START

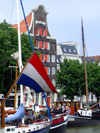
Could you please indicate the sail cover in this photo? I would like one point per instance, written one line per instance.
(18, 115)
(35, 77)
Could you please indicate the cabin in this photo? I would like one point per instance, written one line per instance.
(73, 105)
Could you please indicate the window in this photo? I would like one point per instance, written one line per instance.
(35, 31)
(69, 50)
(42, 100)
(12, 129)
(8, 130)
(42, 57)
(37, 98)
(53, 58)
(48, 47)
(40, 44)
(40, 31)
(47, 58)
(64, 50)
(57, 61)
(45, 32)
(53, 70)
(53, 81)
(48, 70)
(74, 50)
(43, 45)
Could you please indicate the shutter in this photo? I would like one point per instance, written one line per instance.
(46, 69)
(40, 44)
(41, 57)
(45, 32)
(40, 31)
(46, 57)
(36, 43)
(45, 45)
(35, 31)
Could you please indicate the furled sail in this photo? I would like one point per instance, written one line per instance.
(35, 77)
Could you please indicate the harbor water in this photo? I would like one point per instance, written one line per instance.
(86, 129)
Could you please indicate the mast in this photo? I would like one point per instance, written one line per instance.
(20, 55)
(86, 85)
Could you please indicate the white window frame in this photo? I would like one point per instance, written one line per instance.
(48, 70)
(53, 81)
(48, 48)
(53, 70)
(43, 46)
(48, 58)
(53, 58)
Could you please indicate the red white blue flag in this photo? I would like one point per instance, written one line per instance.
(35, 77)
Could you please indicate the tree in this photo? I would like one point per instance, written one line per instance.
(94, 79)
(9, 45)
(70, 78)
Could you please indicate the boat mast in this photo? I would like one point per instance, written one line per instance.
(20, 56)
(86, 86)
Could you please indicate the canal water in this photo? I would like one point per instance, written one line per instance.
(87, 129)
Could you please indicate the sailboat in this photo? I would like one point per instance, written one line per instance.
(87, 112)
(34, 76)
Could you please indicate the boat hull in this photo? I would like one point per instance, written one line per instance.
(43, 130)
(59, 125)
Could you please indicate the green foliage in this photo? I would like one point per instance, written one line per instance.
(9, 45)
(70, 78)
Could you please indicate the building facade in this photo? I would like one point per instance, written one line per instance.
(44, 43)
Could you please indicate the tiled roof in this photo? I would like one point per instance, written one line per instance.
(23, 24)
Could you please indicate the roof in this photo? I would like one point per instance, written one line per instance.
(96, 58)
(23, 27)
(68, 49)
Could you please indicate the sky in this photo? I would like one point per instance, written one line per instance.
(64, 20)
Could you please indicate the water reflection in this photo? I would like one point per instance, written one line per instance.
(90, 129)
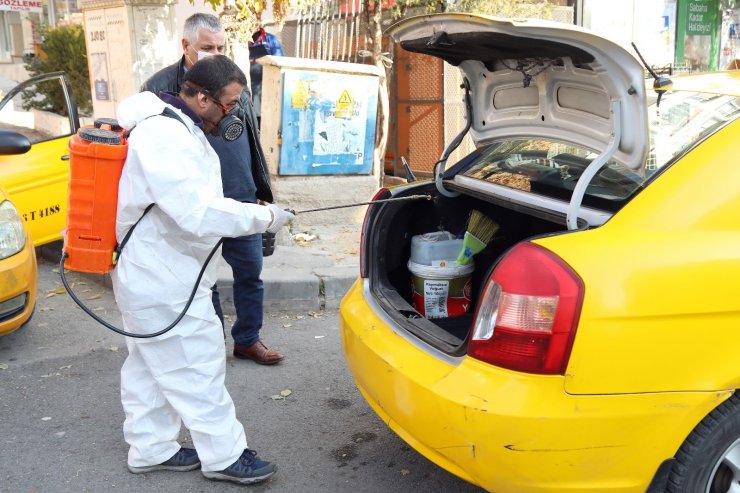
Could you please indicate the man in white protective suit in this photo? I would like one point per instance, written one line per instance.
(178, 377)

END

What is needed: Rewrite the entries from the line with "Could you please indicate the roof" through the end of the entries, changing every "photo" to "image" and leaving all else the same. Leave the pictures out of your answer.

Right answer:
Could you please indicate the roof in this image? I would like one point per instance, written one line per instance.
(96, 58)
(23, 27)
(68, 49)
Could you please indicate the sky in this image? I would like one point per instance, written one line per instance.
(64, 20)
Could you please indicate the water reflection in this image? I would like one point per instance, written one line per instance.
(90, 129)
Could you please indicate the man in white protective suit in this image? I would like one point per instance, written one line per instance.
(178, 377)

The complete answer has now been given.